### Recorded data
"""
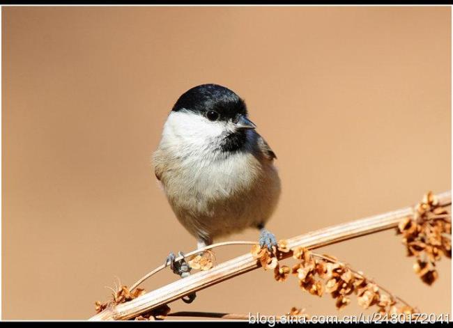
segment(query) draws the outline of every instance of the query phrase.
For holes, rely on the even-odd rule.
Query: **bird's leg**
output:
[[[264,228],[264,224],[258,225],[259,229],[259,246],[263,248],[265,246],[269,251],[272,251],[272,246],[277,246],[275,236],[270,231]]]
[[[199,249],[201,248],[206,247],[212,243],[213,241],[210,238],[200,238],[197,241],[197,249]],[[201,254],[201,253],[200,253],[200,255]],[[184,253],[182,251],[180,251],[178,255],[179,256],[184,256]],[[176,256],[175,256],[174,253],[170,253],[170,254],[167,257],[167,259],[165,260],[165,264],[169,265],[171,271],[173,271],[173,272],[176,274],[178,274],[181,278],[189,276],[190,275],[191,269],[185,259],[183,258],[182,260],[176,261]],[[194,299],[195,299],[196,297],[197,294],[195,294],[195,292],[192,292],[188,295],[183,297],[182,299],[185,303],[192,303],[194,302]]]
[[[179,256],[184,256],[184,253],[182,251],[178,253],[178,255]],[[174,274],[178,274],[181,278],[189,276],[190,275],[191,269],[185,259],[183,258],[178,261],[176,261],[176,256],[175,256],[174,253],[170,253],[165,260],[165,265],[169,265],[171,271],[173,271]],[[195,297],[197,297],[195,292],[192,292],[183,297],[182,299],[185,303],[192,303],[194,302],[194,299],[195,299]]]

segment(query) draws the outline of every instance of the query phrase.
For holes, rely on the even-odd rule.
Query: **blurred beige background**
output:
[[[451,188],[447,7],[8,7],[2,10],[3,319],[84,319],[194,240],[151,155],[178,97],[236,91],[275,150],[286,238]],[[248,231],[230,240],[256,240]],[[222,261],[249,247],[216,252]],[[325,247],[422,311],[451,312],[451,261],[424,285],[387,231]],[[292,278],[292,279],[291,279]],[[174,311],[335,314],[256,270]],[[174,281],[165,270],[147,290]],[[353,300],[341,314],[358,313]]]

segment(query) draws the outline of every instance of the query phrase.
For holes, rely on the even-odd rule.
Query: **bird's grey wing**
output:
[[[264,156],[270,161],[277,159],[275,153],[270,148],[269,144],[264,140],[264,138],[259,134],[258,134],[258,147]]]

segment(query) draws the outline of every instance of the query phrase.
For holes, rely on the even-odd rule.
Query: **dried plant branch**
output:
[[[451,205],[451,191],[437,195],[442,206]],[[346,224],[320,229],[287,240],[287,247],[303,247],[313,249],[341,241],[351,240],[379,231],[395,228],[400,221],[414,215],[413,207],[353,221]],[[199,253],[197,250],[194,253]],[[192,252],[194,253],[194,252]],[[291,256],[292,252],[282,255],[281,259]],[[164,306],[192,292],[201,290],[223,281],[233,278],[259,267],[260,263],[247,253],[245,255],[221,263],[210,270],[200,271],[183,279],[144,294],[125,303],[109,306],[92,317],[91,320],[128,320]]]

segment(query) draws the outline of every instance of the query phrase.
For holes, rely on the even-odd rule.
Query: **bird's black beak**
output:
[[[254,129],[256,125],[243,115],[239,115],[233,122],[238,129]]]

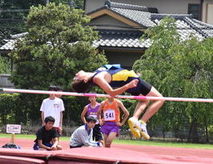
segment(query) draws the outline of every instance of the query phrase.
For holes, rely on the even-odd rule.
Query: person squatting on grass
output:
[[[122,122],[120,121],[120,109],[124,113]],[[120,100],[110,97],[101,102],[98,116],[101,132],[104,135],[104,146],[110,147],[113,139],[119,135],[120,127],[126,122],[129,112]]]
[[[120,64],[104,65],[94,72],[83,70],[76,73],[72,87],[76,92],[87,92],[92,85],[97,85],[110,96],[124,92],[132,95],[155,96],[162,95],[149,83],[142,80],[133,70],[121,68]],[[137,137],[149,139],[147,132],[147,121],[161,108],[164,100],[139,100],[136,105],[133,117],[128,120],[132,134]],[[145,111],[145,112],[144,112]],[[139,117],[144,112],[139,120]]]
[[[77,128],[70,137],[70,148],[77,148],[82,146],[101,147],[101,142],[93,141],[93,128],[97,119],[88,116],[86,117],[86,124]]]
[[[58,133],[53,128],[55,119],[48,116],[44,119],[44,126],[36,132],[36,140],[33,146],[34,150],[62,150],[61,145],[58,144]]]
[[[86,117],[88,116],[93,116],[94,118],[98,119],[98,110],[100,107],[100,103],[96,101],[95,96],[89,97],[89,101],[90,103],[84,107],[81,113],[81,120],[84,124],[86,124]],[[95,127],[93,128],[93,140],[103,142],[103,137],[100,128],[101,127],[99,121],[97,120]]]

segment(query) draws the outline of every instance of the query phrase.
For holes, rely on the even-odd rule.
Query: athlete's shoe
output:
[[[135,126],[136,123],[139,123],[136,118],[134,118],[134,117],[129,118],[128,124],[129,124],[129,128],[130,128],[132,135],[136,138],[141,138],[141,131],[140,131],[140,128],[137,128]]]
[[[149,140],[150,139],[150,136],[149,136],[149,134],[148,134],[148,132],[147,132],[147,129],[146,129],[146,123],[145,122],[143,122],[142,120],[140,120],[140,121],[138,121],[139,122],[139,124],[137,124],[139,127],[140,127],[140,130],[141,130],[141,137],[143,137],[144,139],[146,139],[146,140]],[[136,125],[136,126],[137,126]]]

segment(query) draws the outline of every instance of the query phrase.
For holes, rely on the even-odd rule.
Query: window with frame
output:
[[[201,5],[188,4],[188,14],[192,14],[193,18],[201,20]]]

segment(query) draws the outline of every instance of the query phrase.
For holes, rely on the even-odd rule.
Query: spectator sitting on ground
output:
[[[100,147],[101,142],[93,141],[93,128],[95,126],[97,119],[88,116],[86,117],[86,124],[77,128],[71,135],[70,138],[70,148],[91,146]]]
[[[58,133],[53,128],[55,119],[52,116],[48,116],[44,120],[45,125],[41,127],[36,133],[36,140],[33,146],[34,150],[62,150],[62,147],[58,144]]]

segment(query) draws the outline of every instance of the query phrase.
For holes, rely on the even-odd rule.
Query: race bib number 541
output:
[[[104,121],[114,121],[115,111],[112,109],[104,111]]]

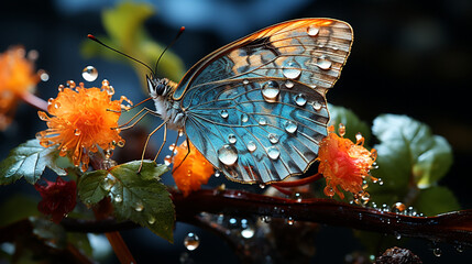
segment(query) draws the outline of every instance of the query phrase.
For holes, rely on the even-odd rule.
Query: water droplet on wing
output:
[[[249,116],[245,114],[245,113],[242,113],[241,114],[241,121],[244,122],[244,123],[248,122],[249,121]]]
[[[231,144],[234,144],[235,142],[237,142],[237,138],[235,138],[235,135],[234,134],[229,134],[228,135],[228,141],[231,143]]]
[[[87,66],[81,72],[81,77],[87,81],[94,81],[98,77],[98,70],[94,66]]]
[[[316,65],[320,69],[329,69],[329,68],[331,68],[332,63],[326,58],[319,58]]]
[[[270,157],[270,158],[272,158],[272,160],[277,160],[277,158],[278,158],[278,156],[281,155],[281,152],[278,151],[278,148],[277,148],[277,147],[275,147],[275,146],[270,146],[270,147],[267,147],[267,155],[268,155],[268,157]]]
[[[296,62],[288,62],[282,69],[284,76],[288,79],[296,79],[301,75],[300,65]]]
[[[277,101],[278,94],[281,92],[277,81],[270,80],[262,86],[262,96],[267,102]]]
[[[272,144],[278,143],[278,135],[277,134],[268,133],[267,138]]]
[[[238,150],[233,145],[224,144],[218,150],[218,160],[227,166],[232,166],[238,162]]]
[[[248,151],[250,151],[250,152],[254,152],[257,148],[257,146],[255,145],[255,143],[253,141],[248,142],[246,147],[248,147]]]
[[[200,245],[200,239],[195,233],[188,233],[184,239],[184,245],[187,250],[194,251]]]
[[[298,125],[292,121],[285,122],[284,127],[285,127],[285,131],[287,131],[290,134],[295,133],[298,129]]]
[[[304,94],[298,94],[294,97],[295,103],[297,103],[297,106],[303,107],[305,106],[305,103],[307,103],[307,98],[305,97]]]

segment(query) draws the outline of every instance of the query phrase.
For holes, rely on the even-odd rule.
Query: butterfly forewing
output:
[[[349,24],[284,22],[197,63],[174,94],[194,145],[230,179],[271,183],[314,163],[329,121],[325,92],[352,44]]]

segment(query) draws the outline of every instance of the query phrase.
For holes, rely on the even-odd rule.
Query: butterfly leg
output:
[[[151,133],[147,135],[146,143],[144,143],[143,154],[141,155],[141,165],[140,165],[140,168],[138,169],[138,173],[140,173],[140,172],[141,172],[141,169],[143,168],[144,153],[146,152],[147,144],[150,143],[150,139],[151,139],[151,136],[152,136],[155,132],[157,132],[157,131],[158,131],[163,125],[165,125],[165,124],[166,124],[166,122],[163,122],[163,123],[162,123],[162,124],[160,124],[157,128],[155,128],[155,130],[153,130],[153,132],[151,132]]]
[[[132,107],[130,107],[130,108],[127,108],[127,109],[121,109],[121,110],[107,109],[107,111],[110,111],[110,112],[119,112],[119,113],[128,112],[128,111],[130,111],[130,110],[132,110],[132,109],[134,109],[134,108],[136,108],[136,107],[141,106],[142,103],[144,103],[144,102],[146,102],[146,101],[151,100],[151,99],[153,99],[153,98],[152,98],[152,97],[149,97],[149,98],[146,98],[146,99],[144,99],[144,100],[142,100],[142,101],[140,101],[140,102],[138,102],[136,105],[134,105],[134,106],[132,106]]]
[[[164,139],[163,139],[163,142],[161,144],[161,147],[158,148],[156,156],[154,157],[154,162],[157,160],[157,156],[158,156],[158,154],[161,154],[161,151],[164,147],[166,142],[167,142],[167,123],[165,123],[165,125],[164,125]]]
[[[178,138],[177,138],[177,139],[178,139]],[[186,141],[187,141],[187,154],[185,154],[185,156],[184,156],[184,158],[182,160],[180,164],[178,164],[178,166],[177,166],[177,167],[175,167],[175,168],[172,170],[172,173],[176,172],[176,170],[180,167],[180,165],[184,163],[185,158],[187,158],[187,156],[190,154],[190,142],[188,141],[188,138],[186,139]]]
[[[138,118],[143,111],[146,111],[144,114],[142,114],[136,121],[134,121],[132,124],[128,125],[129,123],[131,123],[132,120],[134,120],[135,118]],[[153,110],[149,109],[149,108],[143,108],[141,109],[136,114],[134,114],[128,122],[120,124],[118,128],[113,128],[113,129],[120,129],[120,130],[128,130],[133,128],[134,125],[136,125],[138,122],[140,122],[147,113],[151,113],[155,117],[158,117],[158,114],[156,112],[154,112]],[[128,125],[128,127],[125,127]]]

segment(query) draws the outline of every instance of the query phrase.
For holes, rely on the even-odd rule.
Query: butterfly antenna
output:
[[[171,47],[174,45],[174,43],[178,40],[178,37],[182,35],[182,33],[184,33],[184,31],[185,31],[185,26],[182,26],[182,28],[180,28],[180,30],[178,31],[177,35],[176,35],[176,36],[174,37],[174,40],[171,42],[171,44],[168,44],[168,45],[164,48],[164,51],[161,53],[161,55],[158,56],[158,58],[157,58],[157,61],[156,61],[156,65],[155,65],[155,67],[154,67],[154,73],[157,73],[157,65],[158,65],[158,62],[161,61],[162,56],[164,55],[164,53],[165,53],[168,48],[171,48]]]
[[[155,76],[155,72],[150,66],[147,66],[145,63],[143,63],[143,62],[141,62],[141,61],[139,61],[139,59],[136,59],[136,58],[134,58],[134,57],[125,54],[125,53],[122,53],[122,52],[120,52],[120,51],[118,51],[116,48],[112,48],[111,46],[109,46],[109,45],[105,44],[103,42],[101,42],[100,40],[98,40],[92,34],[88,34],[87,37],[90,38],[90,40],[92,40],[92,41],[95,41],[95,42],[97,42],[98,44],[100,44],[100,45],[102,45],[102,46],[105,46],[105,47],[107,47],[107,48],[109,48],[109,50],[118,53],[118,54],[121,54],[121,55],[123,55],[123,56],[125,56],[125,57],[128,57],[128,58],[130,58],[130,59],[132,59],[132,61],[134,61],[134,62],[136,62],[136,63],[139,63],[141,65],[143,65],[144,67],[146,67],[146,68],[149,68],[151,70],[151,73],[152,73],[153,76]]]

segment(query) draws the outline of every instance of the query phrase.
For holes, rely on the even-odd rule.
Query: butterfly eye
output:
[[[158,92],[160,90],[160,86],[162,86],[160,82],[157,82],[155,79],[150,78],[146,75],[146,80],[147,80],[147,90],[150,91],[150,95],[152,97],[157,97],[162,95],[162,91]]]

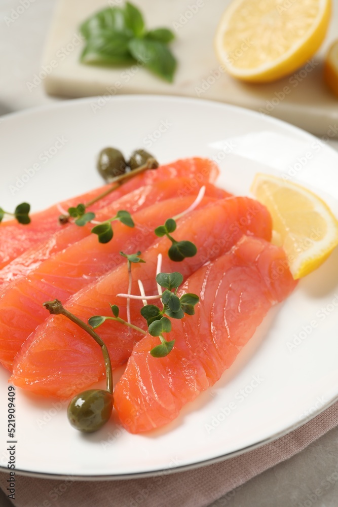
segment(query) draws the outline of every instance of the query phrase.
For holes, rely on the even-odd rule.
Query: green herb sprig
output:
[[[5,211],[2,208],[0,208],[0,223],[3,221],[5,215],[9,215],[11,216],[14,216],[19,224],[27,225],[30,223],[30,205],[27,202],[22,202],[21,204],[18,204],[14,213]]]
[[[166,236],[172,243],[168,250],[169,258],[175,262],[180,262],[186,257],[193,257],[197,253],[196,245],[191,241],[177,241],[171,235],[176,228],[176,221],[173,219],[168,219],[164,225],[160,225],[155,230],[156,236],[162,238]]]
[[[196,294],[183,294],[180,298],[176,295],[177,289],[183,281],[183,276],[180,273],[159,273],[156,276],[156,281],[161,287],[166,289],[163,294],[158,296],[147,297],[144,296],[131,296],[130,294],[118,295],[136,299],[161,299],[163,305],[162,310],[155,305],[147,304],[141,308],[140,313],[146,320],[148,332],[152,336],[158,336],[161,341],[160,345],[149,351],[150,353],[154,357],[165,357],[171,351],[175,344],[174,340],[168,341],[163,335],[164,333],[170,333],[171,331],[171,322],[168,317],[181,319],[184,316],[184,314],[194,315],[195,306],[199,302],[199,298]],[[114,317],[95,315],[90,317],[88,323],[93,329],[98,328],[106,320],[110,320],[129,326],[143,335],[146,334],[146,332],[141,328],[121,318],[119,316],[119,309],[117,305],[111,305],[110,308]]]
"""
Pick out each line in the records above that contains the word "bird", and copy those lines.

Query: **bird's leg**
Query: **bird's grey wing**
Query: **bird's black beak**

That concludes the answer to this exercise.